**Work to complete**
Please rescale the stretch from the line containing "query | spot the skier's arm" through the end of the items, both ends included, and give all of those lines again with their requests, multiplying every coordinate in the answers by 0.75 and rounding to whole numbers with halves rounded up. Leave the pictures out of your answer.

**Provided data**

* * * * * * *

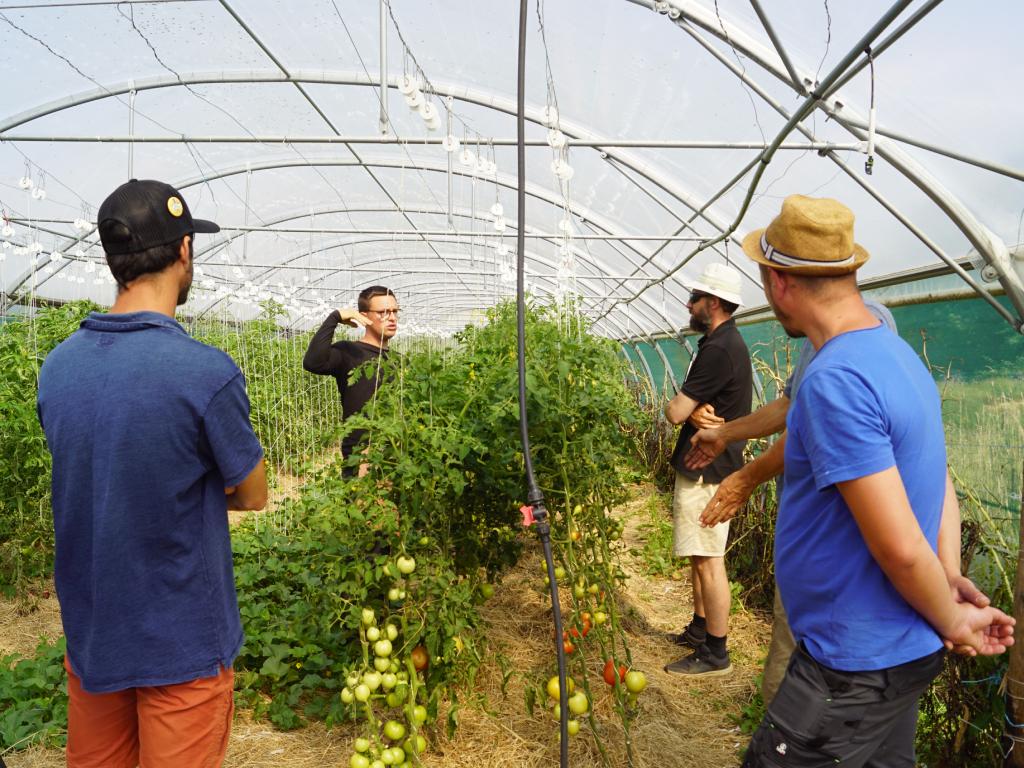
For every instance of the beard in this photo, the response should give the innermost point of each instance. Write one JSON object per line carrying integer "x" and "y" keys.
{"x": 698, "y": 323}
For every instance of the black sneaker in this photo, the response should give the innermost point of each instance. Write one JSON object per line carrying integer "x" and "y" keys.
{"x": 701, "y": 663}
{"x": 690, "y": 637}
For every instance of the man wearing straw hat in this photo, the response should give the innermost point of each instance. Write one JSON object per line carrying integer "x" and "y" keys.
{"x": 865, "y": 549}
{"x": 735, "y": 489}
{"x": 720, "y": 376}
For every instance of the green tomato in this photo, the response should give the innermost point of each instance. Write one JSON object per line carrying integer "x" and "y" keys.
{"x": 394, "y": 730}
{"x": 553, "y": 686}
{"x": 416, "y": 747}
{"x": 419, "y": 714}
{"x": 579, "y": 704}
{"x": 635, "y": 681}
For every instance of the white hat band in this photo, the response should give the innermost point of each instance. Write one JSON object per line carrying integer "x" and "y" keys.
{"x": 786, "y": 260}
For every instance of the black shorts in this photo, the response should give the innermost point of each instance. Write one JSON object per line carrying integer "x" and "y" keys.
{"x": 822, "y": 717}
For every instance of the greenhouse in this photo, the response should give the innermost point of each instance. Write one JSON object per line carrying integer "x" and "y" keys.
{"x": 546, "y": 190}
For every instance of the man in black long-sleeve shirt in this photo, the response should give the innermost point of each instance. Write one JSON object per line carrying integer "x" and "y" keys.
{"x": 378, "y": 313}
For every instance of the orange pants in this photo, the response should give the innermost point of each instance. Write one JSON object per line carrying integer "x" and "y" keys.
{"x": 182, "y": 725}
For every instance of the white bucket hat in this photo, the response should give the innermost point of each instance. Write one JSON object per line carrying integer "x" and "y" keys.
{"x": 720, "y": 281}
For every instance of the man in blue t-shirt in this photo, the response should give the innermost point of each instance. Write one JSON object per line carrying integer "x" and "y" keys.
{"x": 152, "y": 444}
{"x": 864, "y": 544}
{"x": 734, "y": 491}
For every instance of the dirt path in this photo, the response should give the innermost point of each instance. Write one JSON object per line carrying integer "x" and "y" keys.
{"x": 681, "y": 723}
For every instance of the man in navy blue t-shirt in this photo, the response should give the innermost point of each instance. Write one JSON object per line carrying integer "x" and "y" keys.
{"x": 865, "y": 549}
{"x": 152, "y": 444}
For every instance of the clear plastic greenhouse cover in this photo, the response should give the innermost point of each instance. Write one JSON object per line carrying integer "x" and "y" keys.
{"x": 647, "y": 123}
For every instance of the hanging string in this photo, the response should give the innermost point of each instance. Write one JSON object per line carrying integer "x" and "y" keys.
{"x": 869, "y": 163}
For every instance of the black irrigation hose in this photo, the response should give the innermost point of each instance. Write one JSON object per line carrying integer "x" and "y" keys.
{"x": 535, "y": 499}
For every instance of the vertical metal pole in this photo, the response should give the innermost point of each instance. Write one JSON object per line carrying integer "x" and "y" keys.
{"x": 448, "y": 111}
{"x": 535, "y": 498}
{"x": 383, "y": 117}
{"x": 245, "y": 215}
{"x": 131, "y": 129}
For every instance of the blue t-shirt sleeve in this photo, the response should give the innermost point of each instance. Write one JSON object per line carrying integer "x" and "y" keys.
{"x": 843, "y": 427}
{"x": 229, "y": 433}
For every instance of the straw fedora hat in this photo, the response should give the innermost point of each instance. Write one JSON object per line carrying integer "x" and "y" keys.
{"x": 811, "y": 236}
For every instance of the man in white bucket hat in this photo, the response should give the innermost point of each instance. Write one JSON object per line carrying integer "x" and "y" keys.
{"x": 867, "y": 536}
{"x": 720, "y": 375}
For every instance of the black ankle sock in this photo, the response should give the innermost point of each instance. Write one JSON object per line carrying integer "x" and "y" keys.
{"x": 716, "y": 644}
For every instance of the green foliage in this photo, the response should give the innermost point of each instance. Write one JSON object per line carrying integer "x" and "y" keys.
{"x": 444, "y": 486}
{"x": 656, "y": 530}
{"x": 34, "y": 697}
{"x": 26, "y": 523}
{"x": 295, "y": 414}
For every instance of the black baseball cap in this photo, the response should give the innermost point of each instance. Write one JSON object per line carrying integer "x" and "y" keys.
{"x": 150, "y": 213}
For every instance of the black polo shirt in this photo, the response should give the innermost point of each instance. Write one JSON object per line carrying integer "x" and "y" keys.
{"x": 721, "y": 375}
{"x": 339, "y": 359}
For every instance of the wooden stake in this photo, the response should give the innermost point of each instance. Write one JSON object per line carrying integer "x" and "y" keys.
{"x": 1015, "y": 675}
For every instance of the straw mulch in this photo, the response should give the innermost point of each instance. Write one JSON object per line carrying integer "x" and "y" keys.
{"x": 680, "y": 723}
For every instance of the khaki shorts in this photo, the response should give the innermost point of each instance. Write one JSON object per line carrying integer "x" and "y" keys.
{"x": 689, "y": 537}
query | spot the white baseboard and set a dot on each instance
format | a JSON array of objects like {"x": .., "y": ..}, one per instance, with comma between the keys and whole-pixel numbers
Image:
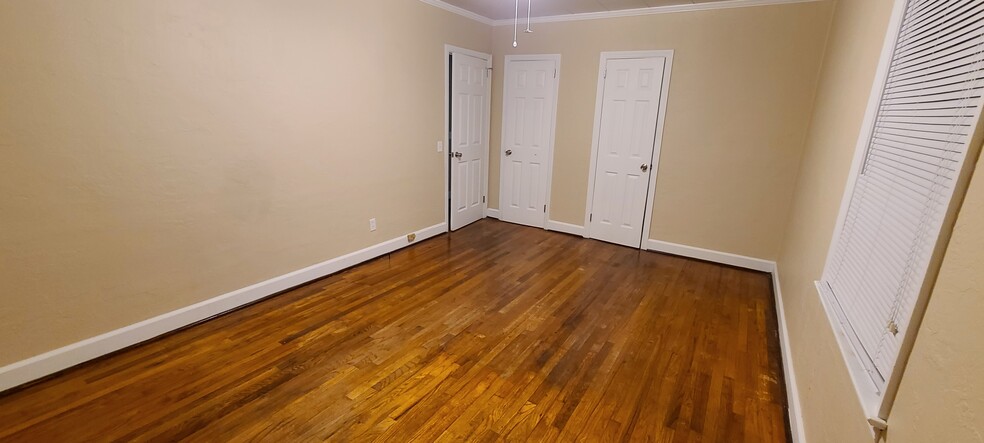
[
  {"x": 50, "y": 362},
  {"x": 566, "y": 228},
  {"x": 741, "y": 261},
  {"x": 792, "y": 390}
]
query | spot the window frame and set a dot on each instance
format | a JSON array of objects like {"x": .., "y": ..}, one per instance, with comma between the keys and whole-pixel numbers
[{"x": 877, "y": 403}]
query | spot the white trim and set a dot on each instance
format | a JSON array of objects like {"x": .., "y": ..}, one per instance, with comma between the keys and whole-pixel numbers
[
  {"x": 460, "y": 11},
  {"x": 792, "y": 390},
  {"x": 567, "y": 228},
  {"x": 657, "y": 142},
  {"x": 448, "y": 49},
  {"x": 729, "y": 4},
  {"x": 875, "y": 405},
  {"x": 551, "y": 137},
  {"x": 39, "y": 366},
  {"x": 726, "y": 258},
  {"x": 867, "y": 393}
]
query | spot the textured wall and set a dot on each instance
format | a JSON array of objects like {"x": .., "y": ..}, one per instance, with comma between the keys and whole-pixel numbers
[
  {"x": 940, "y": 399},
  {"x": 156, "y": 154},
  {"x": 739, "y": 103}
]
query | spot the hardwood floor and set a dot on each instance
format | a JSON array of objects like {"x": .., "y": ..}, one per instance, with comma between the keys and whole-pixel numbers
[{"x": 494, "y": 332}]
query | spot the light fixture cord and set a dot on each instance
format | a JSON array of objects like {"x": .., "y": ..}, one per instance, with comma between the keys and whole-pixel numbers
[
  {"x": 529, "y": 16},
  {"x": 516, "y": 27}
]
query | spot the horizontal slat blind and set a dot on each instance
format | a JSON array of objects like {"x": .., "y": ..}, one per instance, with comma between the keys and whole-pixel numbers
[{"x": 925, "y": 119}]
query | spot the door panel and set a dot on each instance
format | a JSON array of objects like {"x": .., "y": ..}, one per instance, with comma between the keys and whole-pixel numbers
[
  {"x": 469, "y": 121},
  {"x": 529, "y": 107},
  {"x": 630, "y": 105}
]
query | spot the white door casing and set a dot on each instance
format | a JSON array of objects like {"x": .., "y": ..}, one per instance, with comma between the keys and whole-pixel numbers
[
  {"x": 468, "y": 150},
  {"x": 528, "y": 116},
  {"x": 632, "y": 94}
]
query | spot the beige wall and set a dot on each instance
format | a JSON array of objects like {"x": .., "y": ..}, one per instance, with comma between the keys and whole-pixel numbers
[
  {"x": 739, "y": 103},
  {"x": 941, "y": 398},
  {"x": 157, "y": 154}
]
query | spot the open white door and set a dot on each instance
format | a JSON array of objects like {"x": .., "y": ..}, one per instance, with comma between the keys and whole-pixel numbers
[
  {"x": 468, "y": 153},
  {"x": 529, "y": 111},
  {"x": 626, "y": 134}
]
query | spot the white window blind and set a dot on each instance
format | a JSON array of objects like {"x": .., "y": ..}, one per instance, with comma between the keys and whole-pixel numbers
[{"x": 925, "y": 119}]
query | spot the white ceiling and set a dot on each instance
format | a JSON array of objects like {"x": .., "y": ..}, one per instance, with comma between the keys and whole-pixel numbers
[{"x": 506, "y": 9}]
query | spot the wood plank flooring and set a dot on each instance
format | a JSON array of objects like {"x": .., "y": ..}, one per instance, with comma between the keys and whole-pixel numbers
[{"x": 495, "y": 332}]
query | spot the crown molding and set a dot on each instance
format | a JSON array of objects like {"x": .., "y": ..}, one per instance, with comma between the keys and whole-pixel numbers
[
  {"x": 460, "y": 11},
  {"x": 727, "y": 4}
]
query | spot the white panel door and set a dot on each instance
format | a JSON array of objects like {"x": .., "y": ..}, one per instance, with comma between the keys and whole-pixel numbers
[
  {"x": 529, "y": 107},
  {"x": 469, "y": 149},
  {"x": 630, "y": 105}
]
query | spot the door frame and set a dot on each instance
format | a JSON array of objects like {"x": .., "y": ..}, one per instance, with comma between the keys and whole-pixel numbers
[
  {"x": 658, "y": 141},
  {"x": 551, "y": 138},
  {"x": 448, "y": 49}
]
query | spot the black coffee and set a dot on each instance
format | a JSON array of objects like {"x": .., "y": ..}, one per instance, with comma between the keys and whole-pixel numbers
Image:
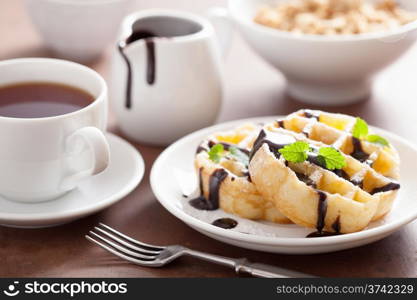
[{"x": 41, "y": 99}]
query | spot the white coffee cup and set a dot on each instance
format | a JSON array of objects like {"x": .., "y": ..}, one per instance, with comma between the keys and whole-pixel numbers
[
  {"x": 43, "y": 158},
  {"x": 185, "y": 92},
  {"x": 78, "y": 30}
]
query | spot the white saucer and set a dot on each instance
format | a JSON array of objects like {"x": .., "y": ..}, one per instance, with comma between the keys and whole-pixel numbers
[
  {"x": 173, "y": 175},
  {"x": 94, "y": 194}
]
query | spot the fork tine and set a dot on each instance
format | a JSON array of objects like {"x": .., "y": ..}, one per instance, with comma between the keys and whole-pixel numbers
[
  {"x": 123, "y": 249},
  {"x": 126, "y": 244},
  {"x": 117, "y": 253},
  {"x": 130, "y": 239}
]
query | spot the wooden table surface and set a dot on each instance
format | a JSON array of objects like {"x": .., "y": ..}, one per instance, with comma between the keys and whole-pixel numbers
[{"x": 252, "y": 89}]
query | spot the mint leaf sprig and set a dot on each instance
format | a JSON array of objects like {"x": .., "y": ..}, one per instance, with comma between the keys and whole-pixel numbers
[
  {"x": 239, "y": 155},
  {"x": 361, "y": 131},
  {"x": 216, "y": 153},
  {"x": 328, "y": 157}
]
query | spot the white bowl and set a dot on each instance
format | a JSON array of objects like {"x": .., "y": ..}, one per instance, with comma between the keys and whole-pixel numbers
[
  {"x": 329, "y": 70},
  {"x": 78, "y": 30}
]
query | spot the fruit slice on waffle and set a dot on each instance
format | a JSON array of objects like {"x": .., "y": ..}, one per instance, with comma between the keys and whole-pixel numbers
[
  {"x": 222, "y": 164},
  {"x": 325, "y": 170}
]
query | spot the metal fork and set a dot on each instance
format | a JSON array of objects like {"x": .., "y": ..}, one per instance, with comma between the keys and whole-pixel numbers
[{"x": 148, "y": 255}]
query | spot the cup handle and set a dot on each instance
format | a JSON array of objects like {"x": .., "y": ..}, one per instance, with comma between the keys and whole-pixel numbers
[
  {"x": 223, "y": 26},
  {"x": 97, "y": 142}
]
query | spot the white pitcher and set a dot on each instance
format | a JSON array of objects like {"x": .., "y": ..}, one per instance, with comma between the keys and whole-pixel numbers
[{"x": 166, "y": 76}]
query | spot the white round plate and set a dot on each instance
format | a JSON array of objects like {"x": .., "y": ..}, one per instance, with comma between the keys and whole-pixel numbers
[
  {"x": 123, "y": 174},
  {"x": 173, "y": 176}
]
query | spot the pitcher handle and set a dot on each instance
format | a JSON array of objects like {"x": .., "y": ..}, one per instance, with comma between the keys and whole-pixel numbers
[{"x": 223, "y": 26}]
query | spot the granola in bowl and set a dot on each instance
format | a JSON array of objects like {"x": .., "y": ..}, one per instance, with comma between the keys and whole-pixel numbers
[{"x": 334, "y": 17}]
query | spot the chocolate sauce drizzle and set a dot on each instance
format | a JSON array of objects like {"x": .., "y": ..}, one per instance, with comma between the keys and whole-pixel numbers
[
  {"x": 225, "y": 223},
  {"x": 392, "y": 186},
  {"x": 215, "y": 181},
  {"x": 321, "y": 234},
  {"x": 227, "y": 146},
  {"x": 306, "y": 179},
  {"x": 312, "y": 114},
  {"x": 275, "y": 141},
  {"x": 147, "y": 36}
]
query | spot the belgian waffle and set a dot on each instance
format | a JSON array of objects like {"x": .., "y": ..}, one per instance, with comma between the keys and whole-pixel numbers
[
  {"x": 226, "y": 183},
  {"x": 344, "y": 200}
]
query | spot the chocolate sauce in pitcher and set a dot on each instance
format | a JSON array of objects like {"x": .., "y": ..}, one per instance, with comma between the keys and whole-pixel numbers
[{"x": 148, "y": 37}]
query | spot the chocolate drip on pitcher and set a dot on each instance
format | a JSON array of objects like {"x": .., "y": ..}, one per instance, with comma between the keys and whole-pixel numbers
[
  {"x": 147, "y": 36},
  {"x": 225, "y": 223},
  {"x": 321, "y": 211}
]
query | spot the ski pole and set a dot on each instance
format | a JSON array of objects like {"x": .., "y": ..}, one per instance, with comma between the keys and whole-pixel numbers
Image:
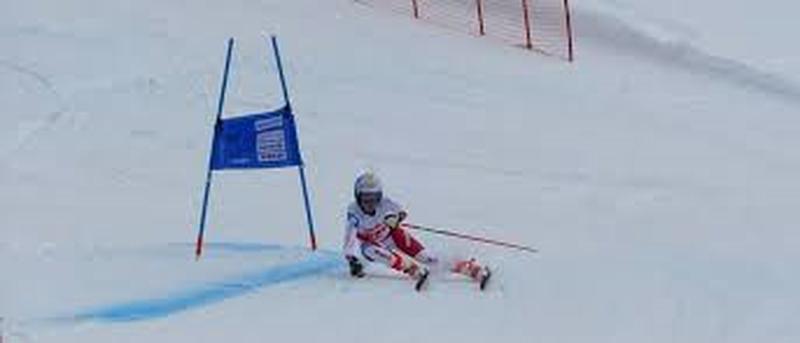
[{"x": 471, "y": 238}]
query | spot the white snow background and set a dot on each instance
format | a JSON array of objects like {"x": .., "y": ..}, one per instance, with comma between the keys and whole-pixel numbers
[{"x": 658, "y": 174}]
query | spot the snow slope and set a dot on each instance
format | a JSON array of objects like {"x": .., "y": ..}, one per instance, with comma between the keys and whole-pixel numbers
[{"x": 657, "y": 174}]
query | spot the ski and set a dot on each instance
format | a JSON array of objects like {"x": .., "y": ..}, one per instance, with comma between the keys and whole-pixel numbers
[
  {"x": 422, "y": 281},
  {"x": 485, "y": 277}
]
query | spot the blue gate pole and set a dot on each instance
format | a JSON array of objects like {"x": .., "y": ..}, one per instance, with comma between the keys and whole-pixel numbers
[
  {"x": 301, "y": 167},
  {"x": 209, "y": 172}
]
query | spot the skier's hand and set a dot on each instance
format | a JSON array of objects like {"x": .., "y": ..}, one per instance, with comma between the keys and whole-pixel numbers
[
  {"x": 393, "y": 220},
  {"x": 356, "y": 268}
]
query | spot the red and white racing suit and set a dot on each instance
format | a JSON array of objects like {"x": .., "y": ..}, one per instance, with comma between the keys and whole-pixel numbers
[{"x": 368, "y": 236}]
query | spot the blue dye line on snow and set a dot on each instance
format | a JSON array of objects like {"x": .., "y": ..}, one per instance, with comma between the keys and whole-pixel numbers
[{"x": 161, "y": 307}]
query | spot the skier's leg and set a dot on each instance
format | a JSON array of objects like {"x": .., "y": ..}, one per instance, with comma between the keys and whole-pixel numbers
[{"x": 393, "y": 259}]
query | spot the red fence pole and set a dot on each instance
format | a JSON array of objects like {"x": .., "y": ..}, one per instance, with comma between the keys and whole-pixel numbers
[
  {"x": 481, "y": 27},
  {"x": 568, "y": 24},
  {"x": 526, "y": 18}
]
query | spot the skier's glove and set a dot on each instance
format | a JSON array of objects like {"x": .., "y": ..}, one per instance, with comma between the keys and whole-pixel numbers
[
  {"x": 356, "y": 268},
  {"x": 393, "y": 220}
]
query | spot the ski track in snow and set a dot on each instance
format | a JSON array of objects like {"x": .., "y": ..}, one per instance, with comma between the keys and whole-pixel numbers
[{"x": 195, "y": 296}]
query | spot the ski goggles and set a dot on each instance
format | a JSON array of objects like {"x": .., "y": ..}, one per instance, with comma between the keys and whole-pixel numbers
[{"x": 370, "y": 198}]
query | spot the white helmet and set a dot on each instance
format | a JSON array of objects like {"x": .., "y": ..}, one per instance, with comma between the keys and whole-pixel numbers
[{"x": 368, "y": 183}]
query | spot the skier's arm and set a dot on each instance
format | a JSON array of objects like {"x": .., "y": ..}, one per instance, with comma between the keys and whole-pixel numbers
[
  {"x": 350, "y": 240},
  {"x": 351, "y": 245},
  {"x": 395, "y": 215}
]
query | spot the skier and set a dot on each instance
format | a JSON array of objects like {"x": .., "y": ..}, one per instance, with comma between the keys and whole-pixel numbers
[{"x": 375, "y": 232}]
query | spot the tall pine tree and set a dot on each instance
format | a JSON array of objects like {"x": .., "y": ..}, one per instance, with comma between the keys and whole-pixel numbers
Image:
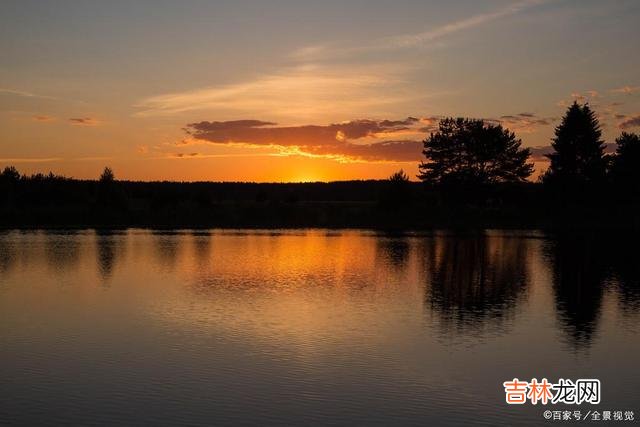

* * * * * * *

**Full output**
query | spot the skier's arm and set a dot on each instance
format | a JSON array of objects like {"x": .., "y": ..}, one per instance, with comma between the keys and whole-pixel numbers
[
  {"x": 263, "y": 180},
  {"x": 263, "y": 184},
  {"x": 296, "y": 161}
]
query | spot the skier and set a dot on each instance
format | a JSON array of objects like {"x": .., "y": ..}, one per instance, with comma between the keys and whole-pixel numbers
[{"x": 281, "y": 174}]
query | spot the tall pine tree and set a dot on each instance
format | a JSON array of objects like {"x": .., "y": ..}, one per instance, with comma between the keys and whole-pixel numbers
Image:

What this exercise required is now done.